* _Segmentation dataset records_

=====

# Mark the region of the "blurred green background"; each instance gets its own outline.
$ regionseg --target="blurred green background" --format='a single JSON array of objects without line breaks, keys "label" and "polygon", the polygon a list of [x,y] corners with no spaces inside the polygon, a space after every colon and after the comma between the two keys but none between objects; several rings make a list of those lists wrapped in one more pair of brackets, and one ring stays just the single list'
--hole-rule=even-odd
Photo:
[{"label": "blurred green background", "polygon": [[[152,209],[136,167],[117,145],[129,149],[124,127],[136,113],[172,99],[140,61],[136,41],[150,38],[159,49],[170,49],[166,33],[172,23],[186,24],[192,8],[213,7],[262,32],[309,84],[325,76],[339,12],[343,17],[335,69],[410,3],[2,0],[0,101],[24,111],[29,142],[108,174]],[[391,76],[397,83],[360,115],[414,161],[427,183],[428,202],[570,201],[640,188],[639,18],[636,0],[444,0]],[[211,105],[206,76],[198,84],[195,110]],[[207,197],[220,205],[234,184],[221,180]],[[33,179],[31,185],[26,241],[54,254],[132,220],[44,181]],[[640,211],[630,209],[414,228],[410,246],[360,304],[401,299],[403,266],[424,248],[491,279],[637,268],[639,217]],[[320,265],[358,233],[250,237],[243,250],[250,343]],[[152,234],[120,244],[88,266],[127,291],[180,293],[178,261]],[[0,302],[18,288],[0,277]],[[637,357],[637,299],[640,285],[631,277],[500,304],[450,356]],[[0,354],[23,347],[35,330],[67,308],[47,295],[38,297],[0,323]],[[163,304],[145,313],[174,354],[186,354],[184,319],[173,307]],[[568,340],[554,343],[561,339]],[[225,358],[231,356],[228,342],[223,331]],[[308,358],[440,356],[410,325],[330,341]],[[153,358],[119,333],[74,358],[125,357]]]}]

=====

* _Short exercise_
Tally how many lines of the items contain the string "outline", treating uppercase and lowercase as different, and reply with only that number.

* _Written answer_
1